__Task objective__. If a line in the listing below has the string "plate", copy it out.

__Data for analysis__.
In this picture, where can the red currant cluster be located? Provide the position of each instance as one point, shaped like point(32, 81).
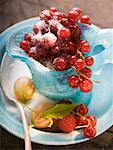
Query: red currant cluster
point(57, 39)
point(76, 120)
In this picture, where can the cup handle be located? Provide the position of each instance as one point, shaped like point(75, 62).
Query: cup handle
point(102, 42)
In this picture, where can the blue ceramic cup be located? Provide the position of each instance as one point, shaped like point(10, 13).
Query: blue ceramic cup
point(54, 84)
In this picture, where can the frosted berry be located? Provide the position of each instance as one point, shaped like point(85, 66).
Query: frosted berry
point(86, 85)
point(35, 29)
point(78, 10)
point(92, 120)
point(89, 61)
point(86, 72)
point(28, 36)
point(82, 109)
point(73, 81)
point(53, 9)
point(85, 19)
point(24, 45)
point(80, 64)
point(46, 15)
point(72, 60)
point(85, 47)
point(60, 64)
point(89, 132)
point(64, 33)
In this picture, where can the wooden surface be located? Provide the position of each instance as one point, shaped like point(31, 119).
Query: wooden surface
point(12, 11)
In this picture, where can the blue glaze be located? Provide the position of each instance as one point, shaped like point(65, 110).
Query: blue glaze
point(54, 84)
point(101, 104)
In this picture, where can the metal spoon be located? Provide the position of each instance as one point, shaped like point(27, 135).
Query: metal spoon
point(6, 86)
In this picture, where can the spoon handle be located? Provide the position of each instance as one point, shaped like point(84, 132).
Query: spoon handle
point(26, 129)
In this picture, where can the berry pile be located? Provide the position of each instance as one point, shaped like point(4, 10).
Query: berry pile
point(57, 40)
point(76, 120)
point(65, 120)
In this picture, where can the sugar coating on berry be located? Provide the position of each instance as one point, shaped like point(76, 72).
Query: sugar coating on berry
point(37, 37)
point(48, 39)
point(55, 23)
point(41, 24)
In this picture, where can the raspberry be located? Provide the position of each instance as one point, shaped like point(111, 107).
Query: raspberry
point(67, 124)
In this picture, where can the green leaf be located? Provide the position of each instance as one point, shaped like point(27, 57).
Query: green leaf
point(59, 111)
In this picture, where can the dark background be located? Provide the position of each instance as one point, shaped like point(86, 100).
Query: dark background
point(13, 11)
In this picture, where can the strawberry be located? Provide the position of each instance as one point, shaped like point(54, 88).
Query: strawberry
point(67, 124)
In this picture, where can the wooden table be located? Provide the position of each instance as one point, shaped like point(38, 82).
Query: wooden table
point(12, 11)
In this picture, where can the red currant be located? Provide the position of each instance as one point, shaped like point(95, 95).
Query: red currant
point(72, 60)
point(49, 40)
point(64, 102)
point(75, 32)
point(73, 81)
point(53, 9)
point(28, 36)
point(46, 15)
point(64, 33)
point(87, 72)
point(33, 52)
point(67, 124)
point(89, 61)
point(24, 45)
point(89, 132)
point(85, 47)
point(85, 19)
point(35, 29)
point(73, 16)
point(81, 121)
point(86, 85)
point(80, 64)
point(68, 47)
point(60, 16)
point(82, 109)
point(60, 64)
point(78, 10)
point(92, 120)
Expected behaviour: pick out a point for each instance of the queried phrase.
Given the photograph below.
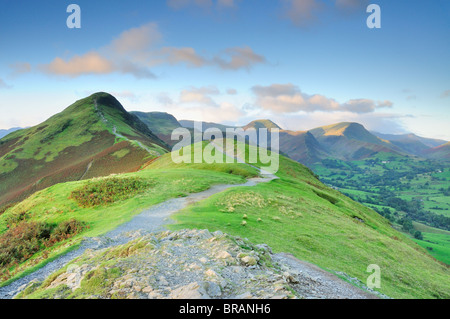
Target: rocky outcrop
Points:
(189, 264)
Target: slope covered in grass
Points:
(101, 205)
(300, 215)
(83, 141)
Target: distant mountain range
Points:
(345, 141)
(96, 136)
(93, 137)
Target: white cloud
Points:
(202, 4)
(136, 50)
(288, 98)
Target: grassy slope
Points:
(53, 205)
(60, 149)
(297, 215)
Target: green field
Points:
(379, 182)
(295, 214)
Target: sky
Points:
(301, 63)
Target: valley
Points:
(299, 212)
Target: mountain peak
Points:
(106, 99)
(257, 124)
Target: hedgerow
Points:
(24, 240)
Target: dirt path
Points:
(307, 279)
(150, 220)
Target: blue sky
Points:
(302, 63)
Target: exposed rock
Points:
(189, 264)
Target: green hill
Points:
(300, 215)
(351, 141)
(295, 213)
(441, 152)
(94, 136)
(160, 123)
(411, 143)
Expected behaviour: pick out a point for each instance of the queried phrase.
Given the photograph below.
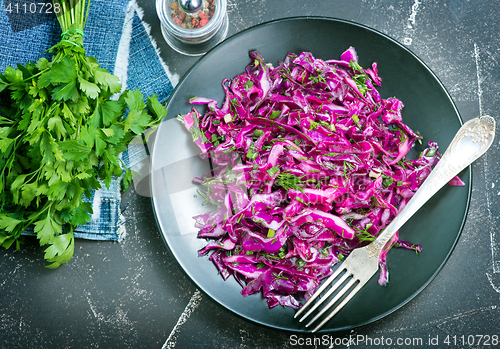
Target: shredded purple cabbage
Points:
(309, 164)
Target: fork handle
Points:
(471, 141)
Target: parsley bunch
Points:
(60, 138)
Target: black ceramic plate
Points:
(428, 109)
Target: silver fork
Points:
(471, 141)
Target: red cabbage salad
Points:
(308, 163)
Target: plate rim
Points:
(468, 173)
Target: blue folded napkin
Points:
(118, 38)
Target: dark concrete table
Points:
(133, 294)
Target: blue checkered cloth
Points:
(118, 38)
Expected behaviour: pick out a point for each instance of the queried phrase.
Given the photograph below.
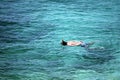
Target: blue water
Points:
(31, 31)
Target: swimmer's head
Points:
(64, 43)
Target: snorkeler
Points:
(76, 43)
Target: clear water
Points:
(31, 31)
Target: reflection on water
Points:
(30, 34)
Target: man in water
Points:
(82, 44)
(75, 43)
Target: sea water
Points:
(31, 31)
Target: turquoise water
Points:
(31, 31)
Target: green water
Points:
(31, 31)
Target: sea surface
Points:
(31, 32)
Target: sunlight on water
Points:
(31, 31)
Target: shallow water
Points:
(31, 31)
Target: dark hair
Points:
(64, 43)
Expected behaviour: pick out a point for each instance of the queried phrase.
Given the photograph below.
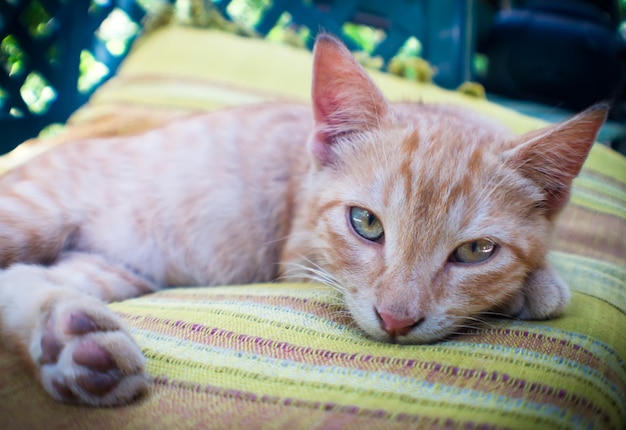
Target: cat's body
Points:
(425, 217)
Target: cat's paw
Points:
(545, 295)
(85, 356)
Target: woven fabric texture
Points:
(288, 355)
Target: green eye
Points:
(474, 252)
(366, 224)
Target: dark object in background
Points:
(566, 53)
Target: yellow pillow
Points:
(285, 355)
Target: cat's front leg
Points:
(78, 348)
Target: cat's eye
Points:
(474, 252)
(366, 224)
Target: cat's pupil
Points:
(473, 252)
(366, 224)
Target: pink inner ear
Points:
(344, 97)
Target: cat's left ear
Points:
(552, 157)
(345, 99)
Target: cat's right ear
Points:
(345, 99)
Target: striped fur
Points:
(235, 197)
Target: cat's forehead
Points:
(433, 163)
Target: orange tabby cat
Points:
(423, 216)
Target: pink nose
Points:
(397, 327)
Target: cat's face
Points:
(422, 222)
(426, 218)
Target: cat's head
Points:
(428, 217)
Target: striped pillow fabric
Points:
(289, 356)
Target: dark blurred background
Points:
(545, 58)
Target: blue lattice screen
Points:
(53, 54)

__Solution to this problem__.
Target: black ceramic plate
Target: plate rim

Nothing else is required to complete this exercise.